Write out the material word for word, starting with the line that contains "If the window" and going on through the line that contains "[408,47,479,373]", with both of those lines included.

- **Excerpts from a detection dataset**

*****

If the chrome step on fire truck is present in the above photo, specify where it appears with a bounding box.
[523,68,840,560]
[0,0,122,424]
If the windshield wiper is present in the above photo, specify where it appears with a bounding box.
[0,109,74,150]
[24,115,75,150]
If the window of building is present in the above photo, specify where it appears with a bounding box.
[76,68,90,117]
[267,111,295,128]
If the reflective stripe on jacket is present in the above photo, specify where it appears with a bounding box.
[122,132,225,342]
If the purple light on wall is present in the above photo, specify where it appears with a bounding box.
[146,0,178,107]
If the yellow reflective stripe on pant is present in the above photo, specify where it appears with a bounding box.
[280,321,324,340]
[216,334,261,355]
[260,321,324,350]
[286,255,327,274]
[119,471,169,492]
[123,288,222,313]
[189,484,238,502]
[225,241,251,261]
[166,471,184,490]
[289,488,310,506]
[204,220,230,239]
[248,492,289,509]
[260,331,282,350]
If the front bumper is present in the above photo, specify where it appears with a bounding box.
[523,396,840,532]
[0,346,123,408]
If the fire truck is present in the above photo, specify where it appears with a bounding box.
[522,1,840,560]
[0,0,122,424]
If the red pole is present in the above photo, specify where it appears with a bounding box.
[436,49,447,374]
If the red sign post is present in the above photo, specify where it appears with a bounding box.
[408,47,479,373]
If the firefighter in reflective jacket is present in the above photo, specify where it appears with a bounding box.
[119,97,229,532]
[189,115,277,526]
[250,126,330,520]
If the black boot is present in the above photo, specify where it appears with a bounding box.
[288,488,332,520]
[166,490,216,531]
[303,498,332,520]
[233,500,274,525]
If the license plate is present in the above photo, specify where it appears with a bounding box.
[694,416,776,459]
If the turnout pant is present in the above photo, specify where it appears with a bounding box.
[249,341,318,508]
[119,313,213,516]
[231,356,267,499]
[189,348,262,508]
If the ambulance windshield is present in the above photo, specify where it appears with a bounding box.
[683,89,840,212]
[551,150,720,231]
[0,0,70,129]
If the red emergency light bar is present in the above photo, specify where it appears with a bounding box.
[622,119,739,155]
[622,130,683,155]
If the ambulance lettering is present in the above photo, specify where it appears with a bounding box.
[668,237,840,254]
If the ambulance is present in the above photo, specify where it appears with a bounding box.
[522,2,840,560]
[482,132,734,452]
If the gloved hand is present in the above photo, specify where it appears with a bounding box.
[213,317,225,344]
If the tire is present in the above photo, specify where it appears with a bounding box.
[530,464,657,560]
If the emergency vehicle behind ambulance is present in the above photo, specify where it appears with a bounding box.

*****

- **OUTPUT FOR THIS TASK**
If the window of building is present in the above photo, specify where it appears with a bounding box.
[76,68,90,117]
[267,111,295,128]
If the reflective stripe on jacket is present in the above photo, specify where it appears with a bounding box.
[122,132,225,342]
If the purple light on wall is present in the above photo, specify where it appears with a bounding box.
[146,0,178,107]
If the yellow reflective stripe on pant is present in the above photo, specify where it appears with a bounding box.
[280,321,324,340]
[216,334,261,355]
[260,321,324,350]
[286,255,327,274]
[119,471,169,492]
[123,288,222,313]
[189,484,238,502]
[225,241,251,261]
[166,471,184,490]
[289,488,310,506]
[204,220,230,239]
[248,492,289,509]
[260,331,282,350]
If the front bumper is present in the above photo, specify where it appears with a bounding box.
[523,396,840,532]
[0,346,123,408]
If the fire truck is present in the above photo, specify where it appears with a bounding box.
[522,1,840,560]
[0,0,122,424]
If the red pole is present in the above photo, specify where it appears with a bounding box.
[436,49,447,374]
If the red sign post is present in the above photo, specify where it appears with a bounding box.
[408,47,479,373]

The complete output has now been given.